Écris correctement ou tu iras en prison : une loi égyptienne sur la langue arabe fait débat
Le parlement égyptien étudie actuellement une proposition de loi visant à préserver la langue arabe qui a provoqué un tollé sur les réseaux sociaux et au parlement, ses détracteurs dénonçant une violation des libertés fondamentales.
Le projet de loi, proposé par l’Académie de la langue arabe du Caire, pourrait exposer les journalistes à une amende de 200 000 livres égyptiennes (environ 9 500 euros) ou à une peine pouvant aller jusqu’à six mois d’emprisonnement s’ils emploient un langage familier à la place de l’arabe soutenu dans leurs publications.
La proposition exige d’employer l’arabe soutenu dans pratiquement tous les aspects de la vie égyptienne, notamment dans les affaires gouvernementales, dans l’enseignement et sur les panneaux de signalisation et les installations artistiques, ainsi que d’éviter le recours à des mots familiers et étrangers.
La motion, qui doit faire l’objet de discussions au parlement prochainement, oblige en outre les dirigeants politiques, les responsables politiques, les enseignants, les prédicateurs et les animateurs de télévision à parler en arabe soutenu. Elle stipule également que si l’emploi d’une langue étrangère dans des documents officiels est inévitable, une traduction en arabe doit être fournie.
La liberté de la presse en question
Le projet de loi stipule que les médias égyptiens devront engager un éditeur linguistique approuvé par l’État et supprimer les publications en arabe vernaculaire. Les contrevenants seront passibles d’amendes et de peines de prison.
Les détracteurs craignent que cette loi ne puisse être utilisée pour étouffer la liberté d’expression.
Cette motion pourrait en outre constituer une violation de la Constitution égyptienne, qui garantit la liberté d’expression tant qu’elle n’incite pas à la violence ou à la haine et tant qu’elle ne forme pas une discrimination à l’encontre de certaines personnes.

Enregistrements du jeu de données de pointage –
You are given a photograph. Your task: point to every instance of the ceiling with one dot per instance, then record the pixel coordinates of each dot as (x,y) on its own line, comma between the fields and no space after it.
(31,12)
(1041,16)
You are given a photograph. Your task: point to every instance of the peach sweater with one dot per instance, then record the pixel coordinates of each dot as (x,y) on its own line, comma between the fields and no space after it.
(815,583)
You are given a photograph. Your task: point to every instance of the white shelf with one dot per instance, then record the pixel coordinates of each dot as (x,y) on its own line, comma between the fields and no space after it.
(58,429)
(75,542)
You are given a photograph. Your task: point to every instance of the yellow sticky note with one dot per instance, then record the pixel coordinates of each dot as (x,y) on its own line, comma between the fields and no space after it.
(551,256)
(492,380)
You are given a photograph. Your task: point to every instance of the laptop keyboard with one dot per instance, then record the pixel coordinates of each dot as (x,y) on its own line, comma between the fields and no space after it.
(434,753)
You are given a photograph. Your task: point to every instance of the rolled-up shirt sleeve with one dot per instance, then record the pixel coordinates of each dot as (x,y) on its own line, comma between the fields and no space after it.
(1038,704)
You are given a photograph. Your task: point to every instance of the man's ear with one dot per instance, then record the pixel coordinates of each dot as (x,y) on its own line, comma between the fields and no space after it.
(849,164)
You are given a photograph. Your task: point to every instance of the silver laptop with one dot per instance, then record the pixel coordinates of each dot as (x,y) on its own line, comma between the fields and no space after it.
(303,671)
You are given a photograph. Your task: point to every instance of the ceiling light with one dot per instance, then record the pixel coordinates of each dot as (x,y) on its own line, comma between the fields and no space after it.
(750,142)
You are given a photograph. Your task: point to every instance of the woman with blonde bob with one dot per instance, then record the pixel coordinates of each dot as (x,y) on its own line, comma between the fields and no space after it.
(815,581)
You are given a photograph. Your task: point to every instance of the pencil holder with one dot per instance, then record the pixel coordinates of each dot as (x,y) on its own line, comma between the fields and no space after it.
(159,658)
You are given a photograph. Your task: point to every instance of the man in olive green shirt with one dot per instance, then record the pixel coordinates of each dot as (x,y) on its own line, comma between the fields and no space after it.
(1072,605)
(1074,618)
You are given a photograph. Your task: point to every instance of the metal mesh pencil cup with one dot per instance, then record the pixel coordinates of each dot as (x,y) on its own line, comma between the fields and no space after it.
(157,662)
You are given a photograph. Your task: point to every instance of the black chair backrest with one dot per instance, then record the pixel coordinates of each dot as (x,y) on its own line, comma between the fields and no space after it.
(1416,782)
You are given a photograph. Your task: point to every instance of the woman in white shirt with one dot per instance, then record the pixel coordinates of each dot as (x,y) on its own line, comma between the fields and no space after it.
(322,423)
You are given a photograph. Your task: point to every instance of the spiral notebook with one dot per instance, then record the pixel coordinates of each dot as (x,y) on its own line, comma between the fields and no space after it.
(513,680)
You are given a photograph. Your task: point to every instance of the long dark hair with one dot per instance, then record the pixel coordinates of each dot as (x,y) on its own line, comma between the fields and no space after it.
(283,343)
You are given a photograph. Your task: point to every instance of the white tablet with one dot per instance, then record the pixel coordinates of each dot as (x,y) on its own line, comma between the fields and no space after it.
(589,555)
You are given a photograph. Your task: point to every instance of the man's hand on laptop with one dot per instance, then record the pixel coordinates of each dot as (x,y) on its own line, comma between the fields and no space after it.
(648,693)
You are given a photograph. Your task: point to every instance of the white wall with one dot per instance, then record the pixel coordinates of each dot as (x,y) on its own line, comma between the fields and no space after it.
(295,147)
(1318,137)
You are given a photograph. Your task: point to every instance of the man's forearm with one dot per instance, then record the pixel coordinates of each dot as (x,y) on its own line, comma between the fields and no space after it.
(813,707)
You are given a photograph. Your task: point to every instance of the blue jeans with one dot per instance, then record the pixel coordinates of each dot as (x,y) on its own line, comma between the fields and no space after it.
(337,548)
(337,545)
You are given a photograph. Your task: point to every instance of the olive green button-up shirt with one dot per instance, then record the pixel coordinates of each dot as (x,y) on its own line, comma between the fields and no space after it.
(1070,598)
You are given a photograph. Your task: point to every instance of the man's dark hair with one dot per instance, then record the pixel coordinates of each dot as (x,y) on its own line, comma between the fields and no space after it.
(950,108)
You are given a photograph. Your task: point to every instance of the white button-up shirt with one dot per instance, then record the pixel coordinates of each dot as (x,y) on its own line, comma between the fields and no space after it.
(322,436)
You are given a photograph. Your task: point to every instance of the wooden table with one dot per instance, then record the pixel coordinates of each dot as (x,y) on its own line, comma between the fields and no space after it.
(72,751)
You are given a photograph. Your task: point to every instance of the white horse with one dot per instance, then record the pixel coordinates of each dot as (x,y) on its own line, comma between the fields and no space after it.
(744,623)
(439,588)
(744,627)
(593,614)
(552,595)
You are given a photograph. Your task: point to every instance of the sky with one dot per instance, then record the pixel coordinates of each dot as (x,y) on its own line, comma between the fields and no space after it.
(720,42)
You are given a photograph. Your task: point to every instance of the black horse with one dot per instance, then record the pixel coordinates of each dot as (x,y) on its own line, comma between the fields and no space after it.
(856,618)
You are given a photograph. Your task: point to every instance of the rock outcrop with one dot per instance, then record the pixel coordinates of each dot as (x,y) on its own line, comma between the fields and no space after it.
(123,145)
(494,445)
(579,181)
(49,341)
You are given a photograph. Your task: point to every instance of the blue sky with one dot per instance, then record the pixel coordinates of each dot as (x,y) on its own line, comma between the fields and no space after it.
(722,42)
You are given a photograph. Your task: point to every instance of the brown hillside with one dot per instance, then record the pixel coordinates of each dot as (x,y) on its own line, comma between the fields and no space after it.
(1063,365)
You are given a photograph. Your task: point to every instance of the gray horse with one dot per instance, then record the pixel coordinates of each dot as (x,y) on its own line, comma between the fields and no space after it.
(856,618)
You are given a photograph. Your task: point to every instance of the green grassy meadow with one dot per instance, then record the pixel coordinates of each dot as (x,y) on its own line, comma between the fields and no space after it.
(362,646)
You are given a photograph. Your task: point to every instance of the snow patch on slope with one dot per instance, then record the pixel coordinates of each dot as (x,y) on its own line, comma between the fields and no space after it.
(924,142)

Tâches à réaliser –
1. Traduisez en anglais la phrase suivante de l'article sur la loi égyptienne relative à la langue arabe : « Les détracteurs craignent que cette loi ne puisse être utilisée pour étouffer la liberté d'expression. »
2. Répondez aux questions suivantes d'après l'article sur la loi égyptienne relative à la langue arabe.
(a) Quel organisme a proposé le projet de loi ?
(b) Quelle peine de prison maximale les journalistes encourent-ils s'ils emploient un langage familier dans leurs publications ?
(c) Qui les médias égyptiens devront-ils engager selon le projet de loi ?
3. Poursuivez l'article sur la loi égyptienne relative à la langue arabe à partir de sa dernière phrase.

Réponses aux exercices –
1. Critics fear that this law could be used to stifle freedom of expression.

2.
(a) L'Académie de la langue arabe du Caire.
(b) Jusqu'à six mois d'emprisonnement.
(c) Un éditeur linguistique approuvé par l'État.

3.
« Cette proposition viole les droits fondamentaux en demandant que des journalistes soient condamnés à une amende ou emprisonnés s’ils emploient un arabe familier », a écrit Ahmed Sherif, journaliste égyptien pour Al-Youm al-Sabi.
« Cette proposition viole les droits fondamentaux en demandant que des journalistes soient condamnés à une amende ou emprisonnés s’ils emploient un arabe familier »
– Ahmed Sherif, journaliste égyptien
Mohamed Fouad, député du parti al-Wafd, a partagé cet avis ; il a évoqué une manœuvre de la « police de la pensée » et souligné que les sanctions n’étaient pas une solution.
« Des priorités doivent être fixées pour protéger la langue arabe, principalement en enseignant et en parlant aux élèves en arabe soutenu », a-t-il déclaré à Al-Monitor.
D’autres estiment que si l’ensemble de la population ne participe pas à ces changements, ces derniers auront peu de chances de porter leurs fruits.
« Ces efforts se poursuivent depuis très longtemps, mais ils ont échoué et ils continueront d’échouer parce que les gens n’y croient pas », a déclaré à MEE Ahmed Samir, journaliste pour Al-Masry al-Youm.
Bien qu’il convienne qu’il est très important de préserver l’arabe standard, Samir estime que le dialecte familier est plus adapté à la communication d’idées dans des domaines divers tels que le théâtre et certains types de journalisme.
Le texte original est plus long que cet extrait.